**INSTRUCTIONS TO FOLLOW:** Each line of the entries below that holds "background" is needed, copied in full.

**INPUT DATA:**
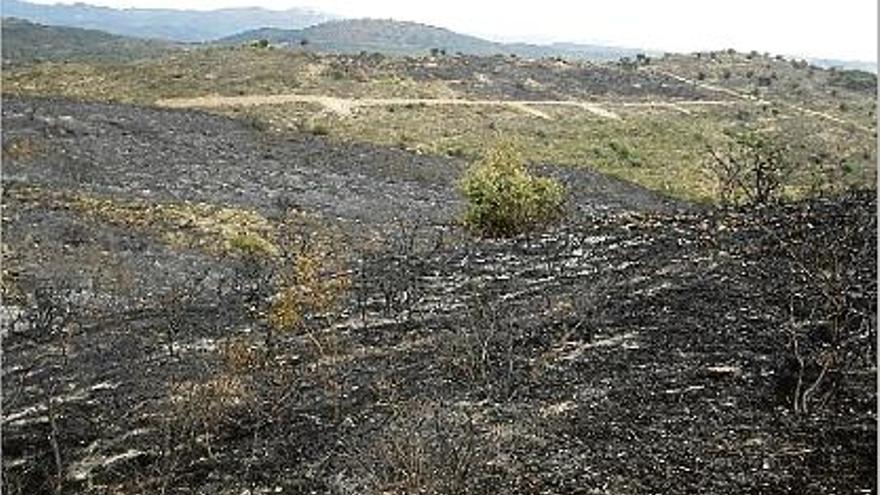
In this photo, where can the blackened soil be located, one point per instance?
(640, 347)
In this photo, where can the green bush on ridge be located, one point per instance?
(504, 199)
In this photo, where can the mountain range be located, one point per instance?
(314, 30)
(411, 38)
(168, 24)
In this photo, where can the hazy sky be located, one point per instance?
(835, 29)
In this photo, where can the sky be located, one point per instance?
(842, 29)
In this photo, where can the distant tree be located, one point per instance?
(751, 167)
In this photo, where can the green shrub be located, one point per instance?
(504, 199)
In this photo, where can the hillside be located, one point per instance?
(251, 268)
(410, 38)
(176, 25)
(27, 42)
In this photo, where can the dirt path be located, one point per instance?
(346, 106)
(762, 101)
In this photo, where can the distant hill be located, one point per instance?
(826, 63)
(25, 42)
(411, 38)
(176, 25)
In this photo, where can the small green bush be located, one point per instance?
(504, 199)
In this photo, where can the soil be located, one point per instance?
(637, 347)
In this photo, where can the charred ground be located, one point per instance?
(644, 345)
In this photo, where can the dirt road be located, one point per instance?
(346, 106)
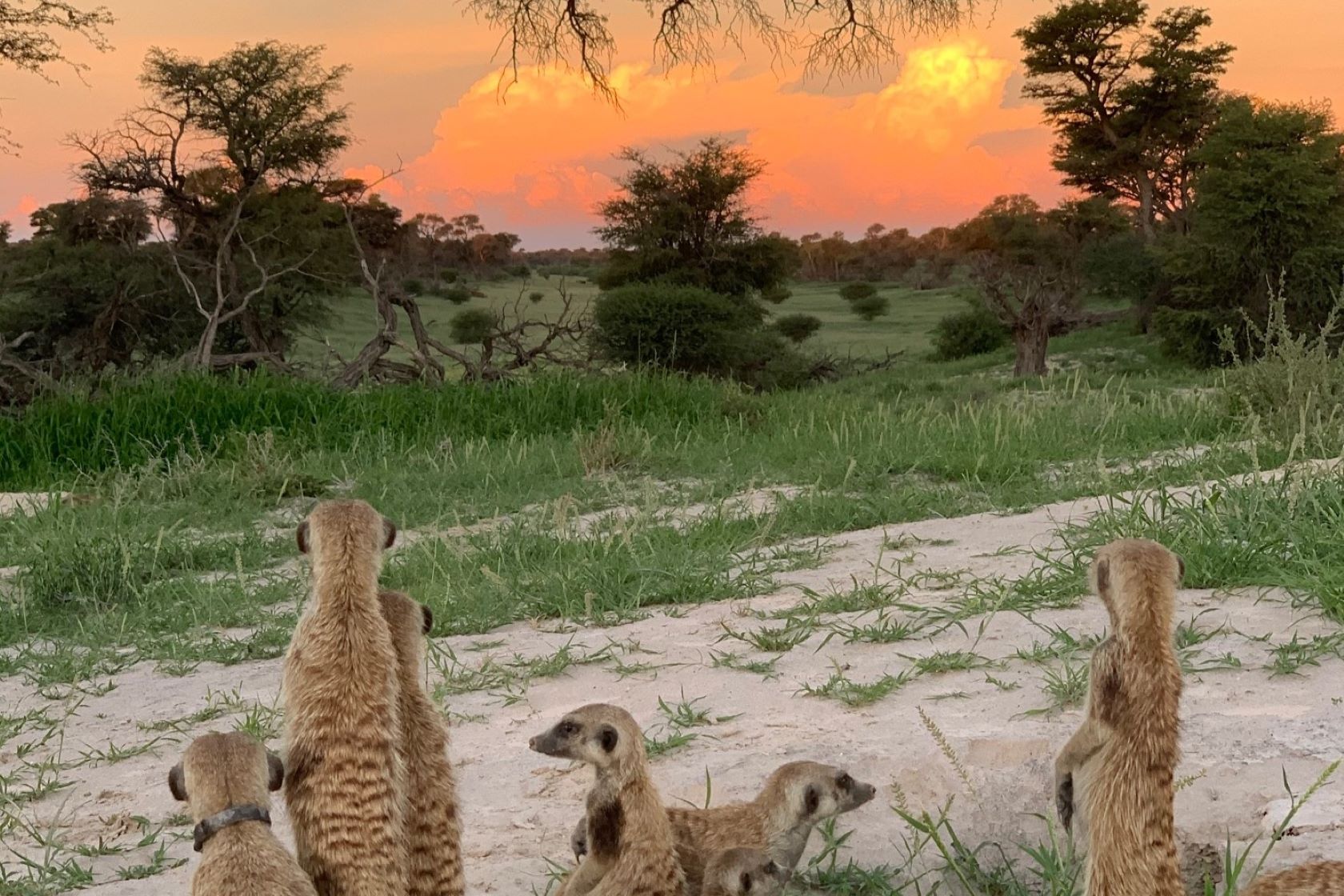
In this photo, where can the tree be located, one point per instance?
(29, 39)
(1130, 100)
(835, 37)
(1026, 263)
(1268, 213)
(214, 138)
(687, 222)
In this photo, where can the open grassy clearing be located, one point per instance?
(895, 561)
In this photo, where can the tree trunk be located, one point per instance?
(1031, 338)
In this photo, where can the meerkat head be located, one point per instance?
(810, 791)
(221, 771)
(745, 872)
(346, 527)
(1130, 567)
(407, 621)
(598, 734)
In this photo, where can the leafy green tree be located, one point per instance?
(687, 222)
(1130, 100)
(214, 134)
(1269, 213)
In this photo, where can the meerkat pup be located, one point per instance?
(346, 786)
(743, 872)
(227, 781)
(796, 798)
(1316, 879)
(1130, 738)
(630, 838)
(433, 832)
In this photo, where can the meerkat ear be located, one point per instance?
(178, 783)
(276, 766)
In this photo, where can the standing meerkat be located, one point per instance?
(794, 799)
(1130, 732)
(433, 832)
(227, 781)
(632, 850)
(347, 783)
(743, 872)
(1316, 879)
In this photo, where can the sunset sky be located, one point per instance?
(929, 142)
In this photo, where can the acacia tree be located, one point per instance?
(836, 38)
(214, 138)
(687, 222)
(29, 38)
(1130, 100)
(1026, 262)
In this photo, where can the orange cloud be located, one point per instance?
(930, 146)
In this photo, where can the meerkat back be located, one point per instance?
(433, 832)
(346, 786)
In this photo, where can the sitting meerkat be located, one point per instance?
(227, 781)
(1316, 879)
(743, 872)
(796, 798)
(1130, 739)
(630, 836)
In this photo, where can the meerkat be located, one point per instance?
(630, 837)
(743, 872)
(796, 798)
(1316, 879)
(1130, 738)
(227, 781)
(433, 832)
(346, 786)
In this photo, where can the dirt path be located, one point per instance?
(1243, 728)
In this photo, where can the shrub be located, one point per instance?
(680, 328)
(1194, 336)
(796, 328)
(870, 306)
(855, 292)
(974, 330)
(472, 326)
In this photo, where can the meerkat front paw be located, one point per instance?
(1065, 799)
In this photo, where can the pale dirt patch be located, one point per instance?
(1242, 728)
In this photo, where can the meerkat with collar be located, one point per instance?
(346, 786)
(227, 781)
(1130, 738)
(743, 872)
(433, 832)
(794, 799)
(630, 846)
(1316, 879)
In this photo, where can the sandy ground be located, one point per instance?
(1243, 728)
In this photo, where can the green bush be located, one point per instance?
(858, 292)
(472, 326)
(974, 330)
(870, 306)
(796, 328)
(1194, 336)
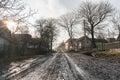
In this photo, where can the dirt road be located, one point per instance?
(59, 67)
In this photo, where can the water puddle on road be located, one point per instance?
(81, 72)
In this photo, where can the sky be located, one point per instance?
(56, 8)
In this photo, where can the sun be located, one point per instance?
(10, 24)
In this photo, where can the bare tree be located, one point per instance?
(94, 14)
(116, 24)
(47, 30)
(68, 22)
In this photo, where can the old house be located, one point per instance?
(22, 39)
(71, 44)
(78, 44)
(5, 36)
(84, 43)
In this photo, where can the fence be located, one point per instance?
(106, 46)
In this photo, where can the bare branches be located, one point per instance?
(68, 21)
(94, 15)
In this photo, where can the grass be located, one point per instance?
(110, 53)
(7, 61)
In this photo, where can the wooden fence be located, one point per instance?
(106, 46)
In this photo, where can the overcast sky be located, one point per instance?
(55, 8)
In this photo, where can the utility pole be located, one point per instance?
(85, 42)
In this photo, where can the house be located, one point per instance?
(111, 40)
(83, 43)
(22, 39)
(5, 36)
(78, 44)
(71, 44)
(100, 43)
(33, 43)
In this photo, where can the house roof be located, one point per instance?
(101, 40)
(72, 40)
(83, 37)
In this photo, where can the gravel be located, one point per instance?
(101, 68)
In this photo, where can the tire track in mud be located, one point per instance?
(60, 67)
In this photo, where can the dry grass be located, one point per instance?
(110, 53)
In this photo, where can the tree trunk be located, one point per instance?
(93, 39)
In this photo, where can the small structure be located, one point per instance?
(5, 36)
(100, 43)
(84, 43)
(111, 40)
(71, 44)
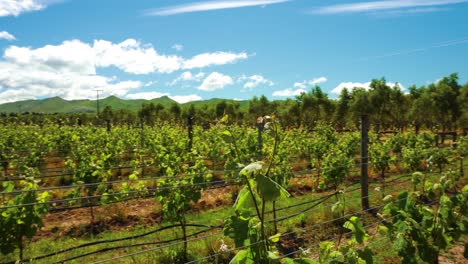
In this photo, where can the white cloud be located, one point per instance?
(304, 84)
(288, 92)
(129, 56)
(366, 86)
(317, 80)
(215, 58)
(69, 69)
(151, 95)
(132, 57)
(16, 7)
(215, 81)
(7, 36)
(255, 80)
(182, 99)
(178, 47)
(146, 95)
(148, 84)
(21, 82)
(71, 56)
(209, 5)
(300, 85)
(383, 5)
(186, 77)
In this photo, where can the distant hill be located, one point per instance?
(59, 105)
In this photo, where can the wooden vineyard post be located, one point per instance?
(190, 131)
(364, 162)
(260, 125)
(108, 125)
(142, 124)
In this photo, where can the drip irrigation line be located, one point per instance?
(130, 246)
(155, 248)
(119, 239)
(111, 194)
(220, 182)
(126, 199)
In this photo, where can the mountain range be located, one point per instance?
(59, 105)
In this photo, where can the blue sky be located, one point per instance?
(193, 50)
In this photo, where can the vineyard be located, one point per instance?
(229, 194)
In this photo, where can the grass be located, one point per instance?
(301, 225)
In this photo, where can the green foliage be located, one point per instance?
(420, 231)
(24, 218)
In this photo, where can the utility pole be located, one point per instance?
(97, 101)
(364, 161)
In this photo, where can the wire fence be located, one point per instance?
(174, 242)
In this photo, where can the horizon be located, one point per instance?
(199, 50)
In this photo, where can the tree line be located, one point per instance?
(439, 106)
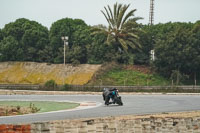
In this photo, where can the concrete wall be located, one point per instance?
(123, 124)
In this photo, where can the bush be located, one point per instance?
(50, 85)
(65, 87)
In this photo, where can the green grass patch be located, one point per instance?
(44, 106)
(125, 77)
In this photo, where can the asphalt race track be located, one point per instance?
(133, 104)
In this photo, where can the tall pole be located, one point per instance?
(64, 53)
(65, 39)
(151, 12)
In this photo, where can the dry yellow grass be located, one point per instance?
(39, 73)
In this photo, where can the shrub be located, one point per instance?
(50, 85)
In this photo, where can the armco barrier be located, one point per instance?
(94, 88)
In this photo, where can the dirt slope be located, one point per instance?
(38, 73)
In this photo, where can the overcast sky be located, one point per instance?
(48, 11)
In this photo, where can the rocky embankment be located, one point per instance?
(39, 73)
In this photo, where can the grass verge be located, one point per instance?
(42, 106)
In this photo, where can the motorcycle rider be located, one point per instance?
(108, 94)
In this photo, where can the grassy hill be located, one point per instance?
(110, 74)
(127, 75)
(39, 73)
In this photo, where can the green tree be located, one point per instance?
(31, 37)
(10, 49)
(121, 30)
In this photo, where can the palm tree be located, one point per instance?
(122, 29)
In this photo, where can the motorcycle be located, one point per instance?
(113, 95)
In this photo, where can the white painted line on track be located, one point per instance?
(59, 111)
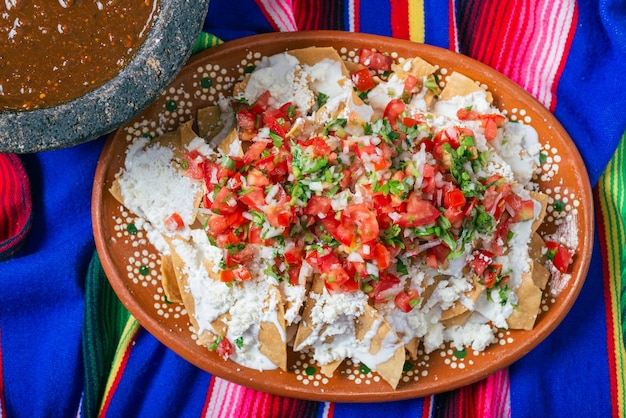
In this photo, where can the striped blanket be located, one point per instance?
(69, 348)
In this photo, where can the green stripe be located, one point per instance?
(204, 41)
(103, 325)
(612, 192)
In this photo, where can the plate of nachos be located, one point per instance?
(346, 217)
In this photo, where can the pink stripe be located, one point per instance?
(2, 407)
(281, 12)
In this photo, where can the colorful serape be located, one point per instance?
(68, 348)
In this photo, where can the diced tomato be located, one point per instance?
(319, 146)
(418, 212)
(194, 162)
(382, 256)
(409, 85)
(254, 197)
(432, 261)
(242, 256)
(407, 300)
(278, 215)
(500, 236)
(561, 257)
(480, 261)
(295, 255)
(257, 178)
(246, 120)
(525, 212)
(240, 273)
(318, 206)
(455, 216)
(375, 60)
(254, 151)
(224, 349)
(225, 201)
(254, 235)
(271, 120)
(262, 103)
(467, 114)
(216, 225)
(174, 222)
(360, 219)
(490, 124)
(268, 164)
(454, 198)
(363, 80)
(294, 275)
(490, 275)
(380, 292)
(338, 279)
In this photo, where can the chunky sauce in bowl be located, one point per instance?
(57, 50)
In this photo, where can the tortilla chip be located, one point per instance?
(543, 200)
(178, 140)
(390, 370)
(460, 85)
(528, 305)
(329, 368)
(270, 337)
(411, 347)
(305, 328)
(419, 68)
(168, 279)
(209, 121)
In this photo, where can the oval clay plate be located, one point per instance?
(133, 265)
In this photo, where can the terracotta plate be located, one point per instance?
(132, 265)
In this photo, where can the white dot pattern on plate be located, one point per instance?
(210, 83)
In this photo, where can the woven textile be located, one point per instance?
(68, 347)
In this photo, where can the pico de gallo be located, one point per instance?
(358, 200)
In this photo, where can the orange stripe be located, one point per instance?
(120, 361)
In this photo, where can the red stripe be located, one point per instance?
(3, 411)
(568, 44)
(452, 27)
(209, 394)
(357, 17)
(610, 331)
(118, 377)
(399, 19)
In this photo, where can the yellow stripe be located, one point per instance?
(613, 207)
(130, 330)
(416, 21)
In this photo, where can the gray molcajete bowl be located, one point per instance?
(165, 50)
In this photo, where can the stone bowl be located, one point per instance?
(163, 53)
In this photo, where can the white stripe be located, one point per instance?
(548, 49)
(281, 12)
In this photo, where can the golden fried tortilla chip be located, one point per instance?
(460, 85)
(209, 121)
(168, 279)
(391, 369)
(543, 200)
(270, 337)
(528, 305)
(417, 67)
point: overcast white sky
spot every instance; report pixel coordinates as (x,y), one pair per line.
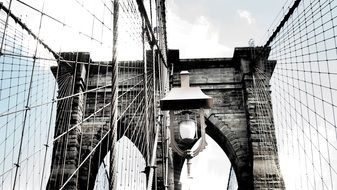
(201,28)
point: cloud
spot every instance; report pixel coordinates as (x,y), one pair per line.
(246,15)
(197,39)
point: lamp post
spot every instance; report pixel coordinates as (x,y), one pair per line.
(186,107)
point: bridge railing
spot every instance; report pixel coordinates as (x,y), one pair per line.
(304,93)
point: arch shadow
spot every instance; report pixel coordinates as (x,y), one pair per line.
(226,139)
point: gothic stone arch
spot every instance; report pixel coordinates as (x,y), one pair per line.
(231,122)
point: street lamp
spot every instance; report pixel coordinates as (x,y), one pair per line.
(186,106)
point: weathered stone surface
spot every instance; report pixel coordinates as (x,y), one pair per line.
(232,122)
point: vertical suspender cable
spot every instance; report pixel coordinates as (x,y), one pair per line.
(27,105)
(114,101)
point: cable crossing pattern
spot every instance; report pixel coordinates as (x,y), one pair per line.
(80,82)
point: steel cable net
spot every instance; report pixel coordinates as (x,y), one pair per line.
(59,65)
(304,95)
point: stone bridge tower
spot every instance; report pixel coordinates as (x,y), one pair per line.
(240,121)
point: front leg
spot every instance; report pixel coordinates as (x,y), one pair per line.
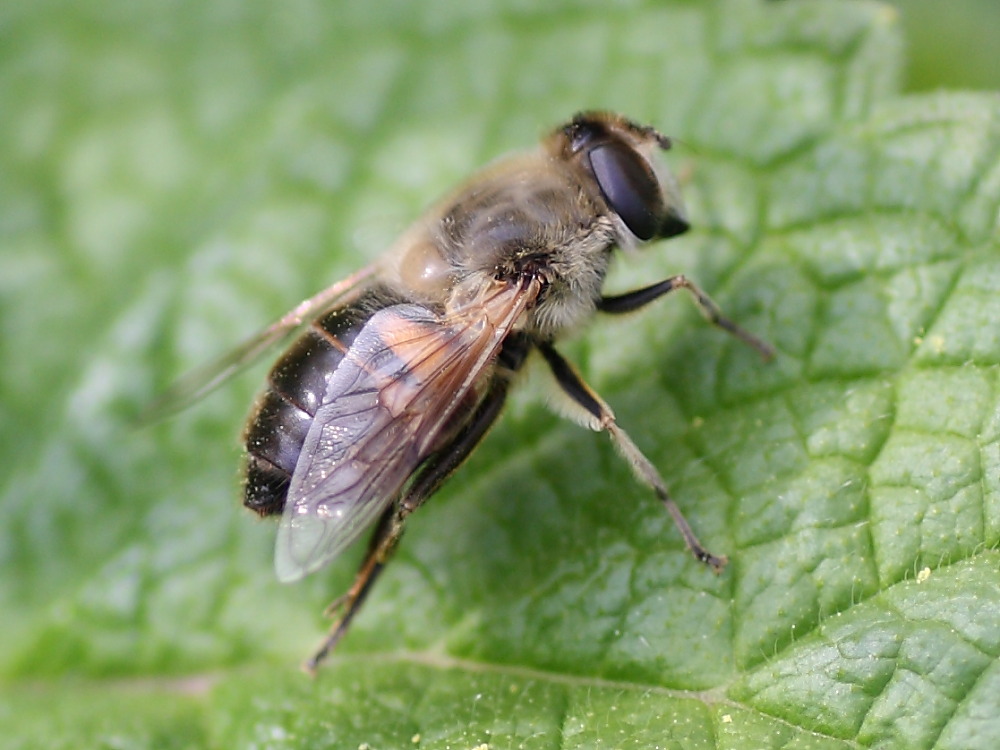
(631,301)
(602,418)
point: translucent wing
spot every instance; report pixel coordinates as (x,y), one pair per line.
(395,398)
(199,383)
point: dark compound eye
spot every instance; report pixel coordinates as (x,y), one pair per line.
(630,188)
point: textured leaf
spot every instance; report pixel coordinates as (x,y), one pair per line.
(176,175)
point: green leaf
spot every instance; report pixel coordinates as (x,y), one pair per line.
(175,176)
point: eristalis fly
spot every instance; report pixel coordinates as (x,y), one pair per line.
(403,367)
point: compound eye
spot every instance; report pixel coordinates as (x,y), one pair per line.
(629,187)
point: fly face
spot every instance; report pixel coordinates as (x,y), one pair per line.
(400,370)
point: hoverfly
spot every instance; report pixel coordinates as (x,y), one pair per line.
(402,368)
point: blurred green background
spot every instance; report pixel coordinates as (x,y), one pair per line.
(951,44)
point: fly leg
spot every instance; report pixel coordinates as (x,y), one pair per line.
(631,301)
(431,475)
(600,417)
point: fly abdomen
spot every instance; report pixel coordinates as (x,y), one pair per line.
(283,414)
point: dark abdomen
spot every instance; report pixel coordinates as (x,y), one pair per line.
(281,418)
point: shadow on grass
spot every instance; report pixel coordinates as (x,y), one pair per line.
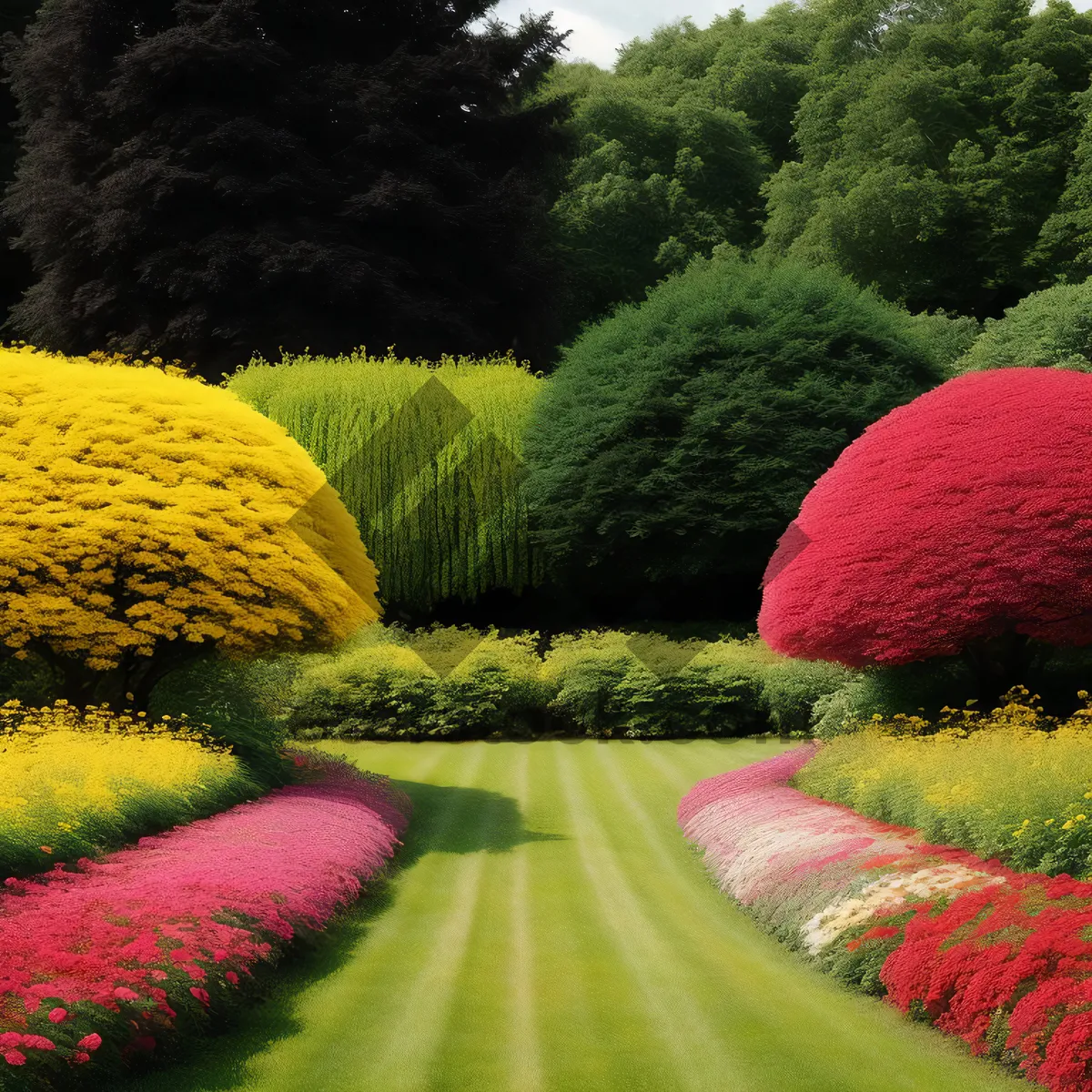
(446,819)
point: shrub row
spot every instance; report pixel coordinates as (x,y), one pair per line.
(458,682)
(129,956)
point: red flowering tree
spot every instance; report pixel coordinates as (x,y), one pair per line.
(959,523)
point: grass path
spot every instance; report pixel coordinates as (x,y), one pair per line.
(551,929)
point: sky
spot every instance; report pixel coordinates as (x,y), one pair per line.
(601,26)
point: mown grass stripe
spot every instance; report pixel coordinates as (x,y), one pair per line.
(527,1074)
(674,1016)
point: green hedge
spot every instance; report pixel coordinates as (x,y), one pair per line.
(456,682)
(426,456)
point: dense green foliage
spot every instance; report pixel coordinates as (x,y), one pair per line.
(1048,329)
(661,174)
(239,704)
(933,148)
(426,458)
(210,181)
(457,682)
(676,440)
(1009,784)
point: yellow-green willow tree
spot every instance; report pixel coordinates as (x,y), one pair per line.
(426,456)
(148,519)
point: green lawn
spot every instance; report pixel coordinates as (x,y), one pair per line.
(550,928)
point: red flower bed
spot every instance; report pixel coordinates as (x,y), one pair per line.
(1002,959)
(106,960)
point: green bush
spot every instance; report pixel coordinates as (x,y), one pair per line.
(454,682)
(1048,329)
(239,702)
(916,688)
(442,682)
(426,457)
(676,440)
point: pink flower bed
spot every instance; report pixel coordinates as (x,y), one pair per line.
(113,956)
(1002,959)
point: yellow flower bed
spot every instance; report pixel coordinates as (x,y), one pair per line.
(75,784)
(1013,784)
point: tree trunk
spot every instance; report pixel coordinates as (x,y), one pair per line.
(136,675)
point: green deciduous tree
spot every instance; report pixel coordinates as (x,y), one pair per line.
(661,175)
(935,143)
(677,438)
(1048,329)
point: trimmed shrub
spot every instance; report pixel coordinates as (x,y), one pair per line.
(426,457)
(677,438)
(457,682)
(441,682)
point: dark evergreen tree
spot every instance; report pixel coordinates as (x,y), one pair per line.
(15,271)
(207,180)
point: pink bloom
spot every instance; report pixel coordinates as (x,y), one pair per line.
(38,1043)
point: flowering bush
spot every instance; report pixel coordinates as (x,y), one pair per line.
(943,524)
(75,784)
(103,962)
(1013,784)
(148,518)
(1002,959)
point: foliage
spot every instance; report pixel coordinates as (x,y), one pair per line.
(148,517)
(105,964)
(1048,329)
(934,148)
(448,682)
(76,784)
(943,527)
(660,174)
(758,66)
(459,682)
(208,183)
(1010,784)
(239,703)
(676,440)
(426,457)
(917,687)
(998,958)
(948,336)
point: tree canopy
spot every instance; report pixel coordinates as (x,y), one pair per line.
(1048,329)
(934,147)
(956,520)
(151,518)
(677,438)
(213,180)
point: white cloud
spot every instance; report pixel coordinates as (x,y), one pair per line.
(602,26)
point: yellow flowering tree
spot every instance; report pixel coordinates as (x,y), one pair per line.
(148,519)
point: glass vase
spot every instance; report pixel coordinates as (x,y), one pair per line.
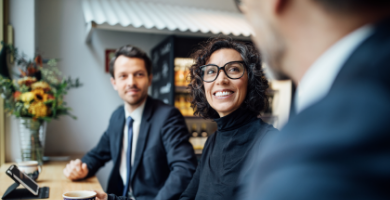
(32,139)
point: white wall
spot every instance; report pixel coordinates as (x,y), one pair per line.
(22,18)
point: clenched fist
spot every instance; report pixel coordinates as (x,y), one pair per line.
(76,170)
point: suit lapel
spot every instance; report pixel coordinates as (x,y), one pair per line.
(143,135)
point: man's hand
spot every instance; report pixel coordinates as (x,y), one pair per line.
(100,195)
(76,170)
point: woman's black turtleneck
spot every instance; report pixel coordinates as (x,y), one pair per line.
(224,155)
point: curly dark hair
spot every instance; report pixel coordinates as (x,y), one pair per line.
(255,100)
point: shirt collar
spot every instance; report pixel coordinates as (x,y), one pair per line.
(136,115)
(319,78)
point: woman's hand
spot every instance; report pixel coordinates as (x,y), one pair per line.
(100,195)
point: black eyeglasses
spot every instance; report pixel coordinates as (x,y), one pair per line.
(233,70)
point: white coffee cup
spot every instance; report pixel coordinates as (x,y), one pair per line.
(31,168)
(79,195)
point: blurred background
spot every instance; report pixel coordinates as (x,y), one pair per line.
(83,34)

**RESULT OF THIS EXERCISE:**
point: blurred green background
point: blurred background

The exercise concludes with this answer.